Task requirements:
• 1. Count the lines in the rows that contain the word "wall", and give only that number.
• 2. Extend the biography of Shadoe Stevens past its final sentence.

Reading passage:
Shadoe Stevens (; ) is an American radio host, voiceover actor, and television personality. He was the host of American Top 40 from 1988 to 1995. He currently hosts the internationally syndicated radio show Top of the World, and co-hosts Mental Radio, an entertaining approach to UFOs and paranormal topics. He was co-founder and creator of Sammy Hagar's rock station "Cabo Wabo Radio" which broadcast from the Cabo Wabo Cantina in Cabo San Lucas, Mexico. In television, he was the announcer for The Late Late Show with Craig Ferguson on CBS and, as of July 2015, serves as the primary continuity announcer for the Antenna TV network. His voice can also be heard as the voiceover for "G.O.D." in the Off-Broadway musical Altar Boyz. Stevens is also often heard on Hits & Favorites, calling in at least once a week to share wisdom with his brother Richard Stevens and their friend Lori St. James.

Early life
Stevens was born in Jamestown, North Dakota.  He first came to fame in 1957 when a Life magazine article about him, entitled "America's Youngest D.J.", featured a photo of Stevens broadcasting live over radio station KEYJ (now called KQDJ) in his hometown of Jamestown.  The accompanying article extolled the fact that he had built his own working transmitter in the attic of his home the year before, using a "souped-up" wireless broadcasting kit with a hundred-foot antenna. It omitted, however, the additional information that the equipment and advice needed to build the transmitter had both been furnished by the staff engineers at KEYJ, which happened to be owned by his father and uncle; his family continues to own many radio stations in North Dakota to this day, under the Ingstad Family Media group.  He was later "discovered" in a "man on the street" interview by the station and was soon broadcasting a weekly rock show called Spin with Terry.  During his high school years, he obtained a full-time shift at the station as a host of the Mister Midnight program, where he developed his now-famous "slow 'n low" style of speaking.

College and early career
Stevens attended and graduated from the University of North Dakota, where he was a member of Sigma Nu fraternity. Majoring in Commercial Art and Radio/TV Journalism at the University of North Dakota and the University of Arizona, Stevens put himself through college working in radio at KILO in Grand Forks, North Dakota; KQWB in Fargo, North Dakota; and KIKX in Tucson, Arizona, where he quickly became the most popular DJ in town, under the on-air persona of "Jefferson K."  Following college, he joined the Bill Drake-formatted station WRKO in Boston during the winter of 1968-69. At WRKO, he worked the early evening (6-9 p.m.) shift during the station's peak in popularity. In the spring of 1970, he moved to Southern California to another Drake outlet, KHJ, as one of the last true "Boss Jocks", where his big baritone and energetic enthusiasm soon gained a following.  Before long, he gained significant popularity on radio and became the announcer and sidekick on the nationally syndicated television series The Steve Allen Show.

Supplied entries:
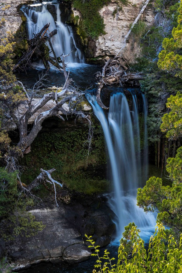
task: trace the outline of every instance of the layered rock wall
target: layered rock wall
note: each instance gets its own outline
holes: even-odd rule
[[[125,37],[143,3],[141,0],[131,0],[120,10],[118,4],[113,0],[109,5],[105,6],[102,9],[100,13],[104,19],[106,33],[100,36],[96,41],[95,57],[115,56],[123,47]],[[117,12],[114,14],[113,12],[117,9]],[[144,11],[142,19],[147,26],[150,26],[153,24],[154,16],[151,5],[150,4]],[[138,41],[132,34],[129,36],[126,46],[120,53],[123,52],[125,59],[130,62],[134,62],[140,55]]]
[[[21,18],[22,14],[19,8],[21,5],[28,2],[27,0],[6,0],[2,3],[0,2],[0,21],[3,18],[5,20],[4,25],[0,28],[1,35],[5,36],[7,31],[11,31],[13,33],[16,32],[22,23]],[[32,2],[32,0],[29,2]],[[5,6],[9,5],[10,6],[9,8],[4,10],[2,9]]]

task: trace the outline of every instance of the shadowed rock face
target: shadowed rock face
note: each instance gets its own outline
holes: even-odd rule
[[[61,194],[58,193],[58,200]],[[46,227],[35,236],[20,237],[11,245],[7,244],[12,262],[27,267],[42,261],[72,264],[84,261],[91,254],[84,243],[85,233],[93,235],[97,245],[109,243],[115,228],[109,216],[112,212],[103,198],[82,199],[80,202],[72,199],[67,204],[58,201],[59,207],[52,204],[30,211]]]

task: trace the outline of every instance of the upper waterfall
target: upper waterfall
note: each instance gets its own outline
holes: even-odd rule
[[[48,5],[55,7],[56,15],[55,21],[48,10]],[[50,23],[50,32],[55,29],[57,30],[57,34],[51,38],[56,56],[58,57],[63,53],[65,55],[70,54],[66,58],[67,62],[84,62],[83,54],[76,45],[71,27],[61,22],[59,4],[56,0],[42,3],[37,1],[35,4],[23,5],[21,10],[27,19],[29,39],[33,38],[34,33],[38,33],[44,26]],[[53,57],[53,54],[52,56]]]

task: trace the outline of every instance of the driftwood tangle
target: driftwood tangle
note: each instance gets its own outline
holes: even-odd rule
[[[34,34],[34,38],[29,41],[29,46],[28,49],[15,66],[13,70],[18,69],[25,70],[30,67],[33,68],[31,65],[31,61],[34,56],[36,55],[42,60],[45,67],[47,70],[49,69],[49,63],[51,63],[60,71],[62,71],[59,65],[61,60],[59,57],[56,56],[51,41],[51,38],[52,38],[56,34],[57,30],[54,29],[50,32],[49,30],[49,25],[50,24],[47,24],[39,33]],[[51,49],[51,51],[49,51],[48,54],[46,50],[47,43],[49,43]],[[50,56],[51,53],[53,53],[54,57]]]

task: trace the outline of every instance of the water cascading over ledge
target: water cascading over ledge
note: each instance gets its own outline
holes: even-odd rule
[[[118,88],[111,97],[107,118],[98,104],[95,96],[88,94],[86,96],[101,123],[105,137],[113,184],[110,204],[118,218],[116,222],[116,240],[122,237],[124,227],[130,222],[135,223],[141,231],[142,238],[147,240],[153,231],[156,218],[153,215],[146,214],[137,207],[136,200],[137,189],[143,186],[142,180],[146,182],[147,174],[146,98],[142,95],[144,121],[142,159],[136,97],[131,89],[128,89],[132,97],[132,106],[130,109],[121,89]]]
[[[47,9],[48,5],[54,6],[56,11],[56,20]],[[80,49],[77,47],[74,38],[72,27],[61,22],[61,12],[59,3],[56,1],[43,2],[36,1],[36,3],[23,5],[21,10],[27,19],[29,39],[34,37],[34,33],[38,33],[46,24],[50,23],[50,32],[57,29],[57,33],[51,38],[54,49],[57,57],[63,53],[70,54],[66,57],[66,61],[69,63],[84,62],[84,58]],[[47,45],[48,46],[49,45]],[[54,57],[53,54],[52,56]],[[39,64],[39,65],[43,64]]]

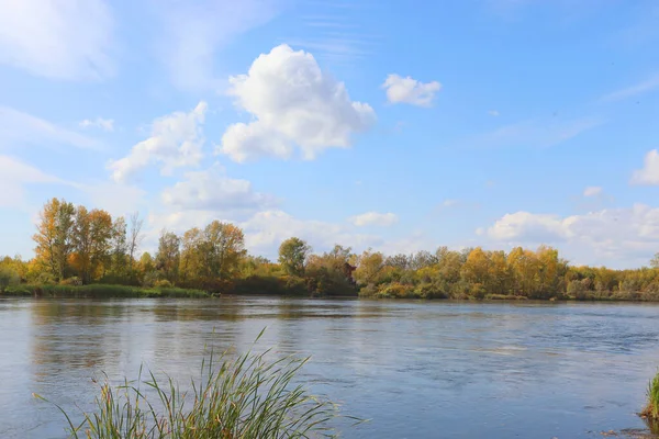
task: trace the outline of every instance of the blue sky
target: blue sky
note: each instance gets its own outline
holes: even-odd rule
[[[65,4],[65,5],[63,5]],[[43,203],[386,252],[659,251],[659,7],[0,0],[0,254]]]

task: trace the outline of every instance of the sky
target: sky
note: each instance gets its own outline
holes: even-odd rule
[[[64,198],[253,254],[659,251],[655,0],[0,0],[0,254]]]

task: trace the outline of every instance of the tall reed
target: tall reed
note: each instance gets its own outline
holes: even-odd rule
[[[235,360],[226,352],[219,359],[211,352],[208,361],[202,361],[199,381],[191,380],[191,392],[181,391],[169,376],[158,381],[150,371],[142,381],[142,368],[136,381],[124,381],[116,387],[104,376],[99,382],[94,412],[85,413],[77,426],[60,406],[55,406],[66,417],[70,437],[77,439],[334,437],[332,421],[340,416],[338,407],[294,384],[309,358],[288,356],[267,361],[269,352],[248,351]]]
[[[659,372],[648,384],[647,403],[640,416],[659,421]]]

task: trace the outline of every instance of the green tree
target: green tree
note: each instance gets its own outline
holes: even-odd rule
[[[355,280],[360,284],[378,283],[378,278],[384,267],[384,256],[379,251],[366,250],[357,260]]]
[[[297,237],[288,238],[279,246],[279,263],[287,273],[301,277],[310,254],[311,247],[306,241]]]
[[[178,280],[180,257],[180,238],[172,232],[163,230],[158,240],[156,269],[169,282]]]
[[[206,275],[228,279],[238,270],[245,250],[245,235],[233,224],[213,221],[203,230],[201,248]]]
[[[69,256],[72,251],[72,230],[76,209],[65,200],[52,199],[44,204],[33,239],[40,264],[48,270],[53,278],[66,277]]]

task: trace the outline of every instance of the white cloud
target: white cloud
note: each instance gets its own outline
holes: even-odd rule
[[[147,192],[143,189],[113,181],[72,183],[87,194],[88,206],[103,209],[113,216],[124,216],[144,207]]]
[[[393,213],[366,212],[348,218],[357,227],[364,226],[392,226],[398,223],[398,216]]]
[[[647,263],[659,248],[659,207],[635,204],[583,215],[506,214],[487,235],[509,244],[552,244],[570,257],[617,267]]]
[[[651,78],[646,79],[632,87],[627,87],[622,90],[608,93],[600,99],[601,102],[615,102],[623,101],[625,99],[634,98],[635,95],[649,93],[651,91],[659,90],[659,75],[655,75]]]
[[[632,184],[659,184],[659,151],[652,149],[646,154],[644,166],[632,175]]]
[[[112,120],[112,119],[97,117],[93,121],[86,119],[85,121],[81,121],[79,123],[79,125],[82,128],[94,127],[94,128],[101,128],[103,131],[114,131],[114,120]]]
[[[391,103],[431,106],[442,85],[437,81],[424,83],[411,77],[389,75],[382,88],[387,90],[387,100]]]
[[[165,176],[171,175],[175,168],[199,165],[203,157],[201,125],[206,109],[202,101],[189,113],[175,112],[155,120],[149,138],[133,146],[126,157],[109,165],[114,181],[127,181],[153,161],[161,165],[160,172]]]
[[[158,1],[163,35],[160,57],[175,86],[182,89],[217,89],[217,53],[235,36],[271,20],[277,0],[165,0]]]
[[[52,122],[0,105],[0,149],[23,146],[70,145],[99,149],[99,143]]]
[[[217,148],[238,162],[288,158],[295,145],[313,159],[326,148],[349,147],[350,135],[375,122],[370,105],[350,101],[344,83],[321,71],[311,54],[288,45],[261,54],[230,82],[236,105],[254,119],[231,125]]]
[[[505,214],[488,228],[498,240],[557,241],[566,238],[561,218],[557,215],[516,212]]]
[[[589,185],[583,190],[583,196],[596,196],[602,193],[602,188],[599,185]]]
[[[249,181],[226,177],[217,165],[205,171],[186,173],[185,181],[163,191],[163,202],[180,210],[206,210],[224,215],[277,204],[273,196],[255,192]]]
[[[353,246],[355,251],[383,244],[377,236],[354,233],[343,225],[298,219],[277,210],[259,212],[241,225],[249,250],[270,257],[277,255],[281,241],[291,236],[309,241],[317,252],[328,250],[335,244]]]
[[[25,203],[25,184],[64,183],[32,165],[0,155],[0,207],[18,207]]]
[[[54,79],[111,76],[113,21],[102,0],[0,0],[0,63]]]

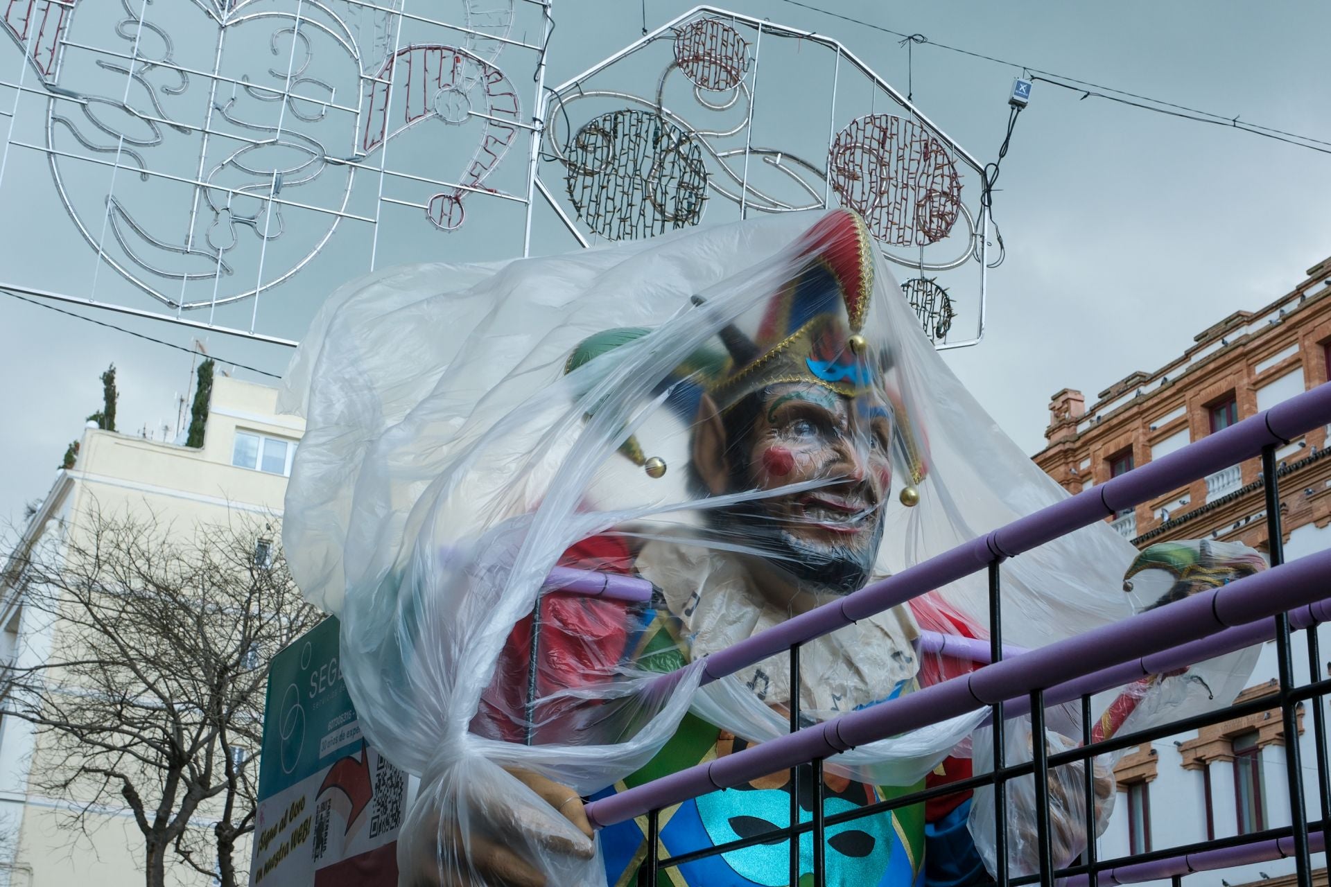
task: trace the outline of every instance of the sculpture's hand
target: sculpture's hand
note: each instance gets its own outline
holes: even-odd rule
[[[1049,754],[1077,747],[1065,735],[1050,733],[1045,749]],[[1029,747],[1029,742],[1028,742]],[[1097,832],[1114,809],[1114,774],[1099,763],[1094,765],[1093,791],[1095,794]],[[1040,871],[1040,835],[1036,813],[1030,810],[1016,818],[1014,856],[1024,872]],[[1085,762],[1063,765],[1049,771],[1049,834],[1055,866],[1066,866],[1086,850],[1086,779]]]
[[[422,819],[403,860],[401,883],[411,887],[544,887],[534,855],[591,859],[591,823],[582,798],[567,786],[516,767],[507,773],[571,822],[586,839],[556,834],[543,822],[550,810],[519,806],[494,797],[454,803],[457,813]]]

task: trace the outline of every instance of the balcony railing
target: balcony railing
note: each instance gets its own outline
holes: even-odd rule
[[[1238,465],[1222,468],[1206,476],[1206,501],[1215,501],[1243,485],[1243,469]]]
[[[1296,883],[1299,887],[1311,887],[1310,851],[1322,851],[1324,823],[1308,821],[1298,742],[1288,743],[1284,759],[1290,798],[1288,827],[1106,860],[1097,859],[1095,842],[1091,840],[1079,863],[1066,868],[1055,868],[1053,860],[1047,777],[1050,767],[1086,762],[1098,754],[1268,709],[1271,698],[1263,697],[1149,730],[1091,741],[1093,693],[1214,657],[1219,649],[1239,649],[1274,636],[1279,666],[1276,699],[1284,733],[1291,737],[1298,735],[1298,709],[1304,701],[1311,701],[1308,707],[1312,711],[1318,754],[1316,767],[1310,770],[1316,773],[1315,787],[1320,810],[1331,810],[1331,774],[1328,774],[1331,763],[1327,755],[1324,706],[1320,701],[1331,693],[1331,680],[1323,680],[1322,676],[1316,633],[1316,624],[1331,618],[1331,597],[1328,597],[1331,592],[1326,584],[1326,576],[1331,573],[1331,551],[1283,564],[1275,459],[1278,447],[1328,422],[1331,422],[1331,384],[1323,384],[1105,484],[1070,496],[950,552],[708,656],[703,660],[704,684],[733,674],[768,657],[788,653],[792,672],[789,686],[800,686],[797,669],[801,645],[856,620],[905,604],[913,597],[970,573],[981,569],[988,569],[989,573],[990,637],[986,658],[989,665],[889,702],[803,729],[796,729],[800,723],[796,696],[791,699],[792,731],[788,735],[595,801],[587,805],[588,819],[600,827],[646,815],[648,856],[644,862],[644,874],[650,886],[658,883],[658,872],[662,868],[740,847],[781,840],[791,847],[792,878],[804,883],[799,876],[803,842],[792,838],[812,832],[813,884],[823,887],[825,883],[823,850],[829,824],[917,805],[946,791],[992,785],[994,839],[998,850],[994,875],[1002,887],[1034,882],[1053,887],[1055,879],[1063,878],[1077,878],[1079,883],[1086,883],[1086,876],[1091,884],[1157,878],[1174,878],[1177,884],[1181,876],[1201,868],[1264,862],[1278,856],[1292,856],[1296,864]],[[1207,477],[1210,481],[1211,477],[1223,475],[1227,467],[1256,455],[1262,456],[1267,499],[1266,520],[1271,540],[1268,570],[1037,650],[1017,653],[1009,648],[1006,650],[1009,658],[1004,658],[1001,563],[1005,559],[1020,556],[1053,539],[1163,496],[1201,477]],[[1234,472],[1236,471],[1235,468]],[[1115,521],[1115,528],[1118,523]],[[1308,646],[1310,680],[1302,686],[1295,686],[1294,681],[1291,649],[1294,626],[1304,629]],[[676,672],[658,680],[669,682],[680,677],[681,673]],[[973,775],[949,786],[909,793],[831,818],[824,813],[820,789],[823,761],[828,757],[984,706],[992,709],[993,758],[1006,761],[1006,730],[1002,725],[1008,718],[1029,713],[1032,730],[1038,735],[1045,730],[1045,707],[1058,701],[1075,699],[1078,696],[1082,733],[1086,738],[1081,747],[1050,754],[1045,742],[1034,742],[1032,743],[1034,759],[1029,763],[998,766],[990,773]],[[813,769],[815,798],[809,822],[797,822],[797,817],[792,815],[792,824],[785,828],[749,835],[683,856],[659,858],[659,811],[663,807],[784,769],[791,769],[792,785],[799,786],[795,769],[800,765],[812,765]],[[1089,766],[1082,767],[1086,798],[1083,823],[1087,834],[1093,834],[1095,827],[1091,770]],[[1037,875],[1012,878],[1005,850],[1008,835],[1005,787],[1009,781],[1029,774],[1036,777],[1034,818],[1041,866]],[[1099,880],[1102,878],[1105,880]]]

Final answers:
• 1. 2

• 2.
Stevens later went on to become a radio personality and program director at KRLA in Los Angeles. Attaining status as a programmer, he was hired to make a success of KMET-FM and then to create the programming for a new radio format on a new Los Angeles station, KROQ-FM ("K-Rock"), where he remained for five years.

1970s and the rise to fame
During the late 1970s and early 1980s, Stevens gained an additional cult following when he created and produced "Fred R. Rated for Federated," a long-running series of offbeat television commercials for the Federated Group, a chain of home electronics retailers in the western and southwestern United States.  These ads were so popular that they were the subject of a two-page spread in Time Magazine and led to a movie deal, television shows, and American Top 40.

In 1984, Stevens entered an inpatient treatment facility in order to overcome a drug problem that had plagued him since the late 1960s.

Acting career
Stevens acted for the first time when he was coerced into auditioning for Arthur Miller's After the Fall at the University of Arizona. He not only won a role, he got the demanding lead of Quentin, who is virtually never off the stage. One local reviewer said, the young performer "commanded the stage with a commanding voice."
He contributed several deadpan readings of absurd material for The Kentucky Fried Movie and then gained national recognition as the announcer for two incarnations of Hollywood Squares (the 1986–1989 and the first 4 seasons of the 1998-2004 version), appearing in the middle square of the bottom row and guest hosting for a week during the final season of the 1980s version, and guest-announcing during the second "Game Show Week" in the final season of the 1990s run. He also became known for playing Kenny Beckett on the sitcom Dave's World (1993–1997) and serving as announcer for the Fender Bender 500 segments of Wake, Rattle, and Roll. He appeared as himself on an episode of The Larry Sanders Show and also on Caroline in the City. In 1988, he starred in the film Traxx. In 1990, Stevens also starred as the title character on the TV series Max Monroe: Loose Cannon. In 1992, he made a small appearance in the comedy film Mr. Saturday Night. In 1996, he provided the voice for Doc Samson in The Incredible Hulk.

In 1999, he had a cameo in a season 9 episode of Beverly Hills, 90210, playing Sonny Sharp, a former top radio DJ who befriends David Silver.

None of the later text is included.